Stated task:
Shift the answer coordinates by 11: rewrite every line, from the line with "of the sheep's" through the end of the records, adding 11 to each number in those coordinates.

## start Record extracts

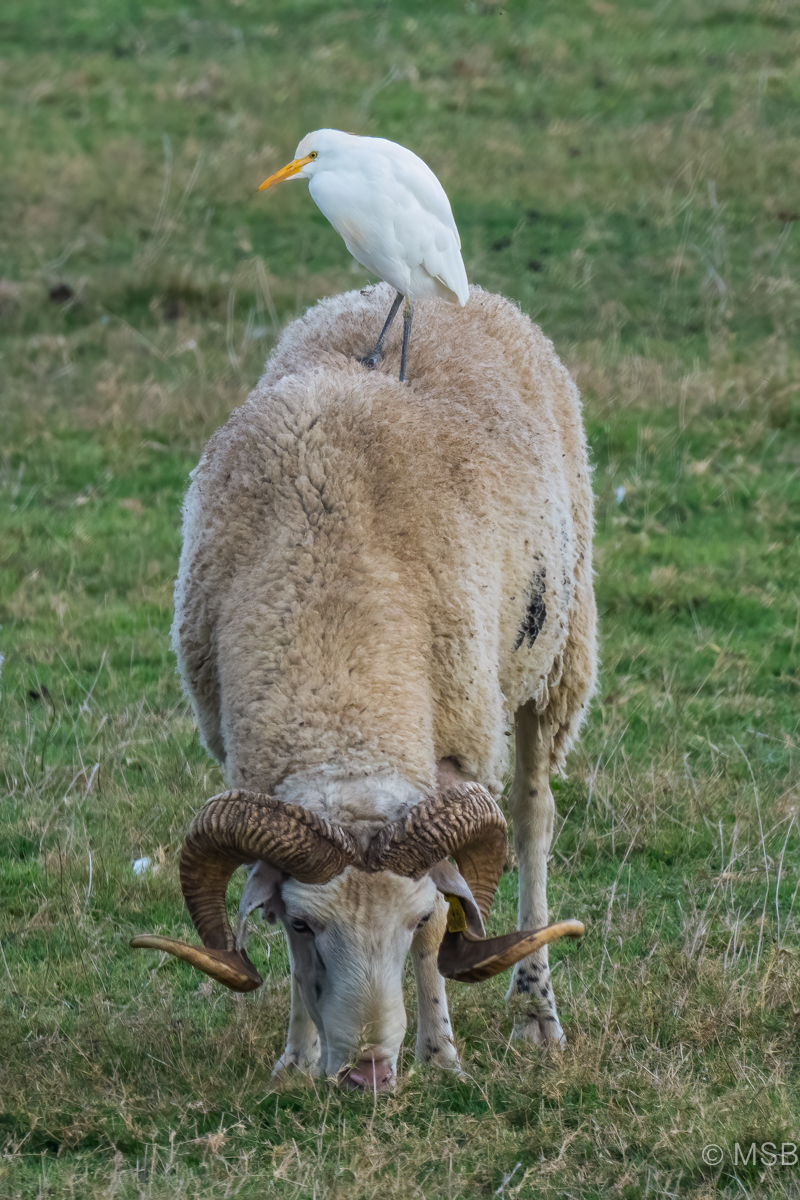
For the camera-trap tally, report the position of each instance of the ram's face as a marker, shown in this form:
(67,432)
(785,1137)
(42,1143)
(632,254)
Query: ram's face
(349,940)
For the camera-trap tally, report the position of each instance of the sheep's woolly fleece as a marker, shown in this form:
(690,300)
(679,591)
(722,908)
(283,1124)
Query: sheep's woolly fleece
(376,576)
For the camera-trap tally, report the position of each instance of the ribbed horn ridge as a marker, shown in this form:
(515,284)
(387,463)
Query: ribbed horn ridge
(464,822)
(244,827)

## end Record extracts

Solution to this exercise:
For the camera-trap tally, report the position of each instance of the sheep's woolly fleece as a marker, shown in this form:
(690,300)
(679,591)
(722,908)
(283,1124)
Query: sheep's woolly fleece
(387,587)
For the camera-trap tally, report the position of each instance of the ribbed horn ridge as a marker, shown in this form:
(515,284)
(387,463)
Query: ribbed horn ridge
(475,833)
(255,838)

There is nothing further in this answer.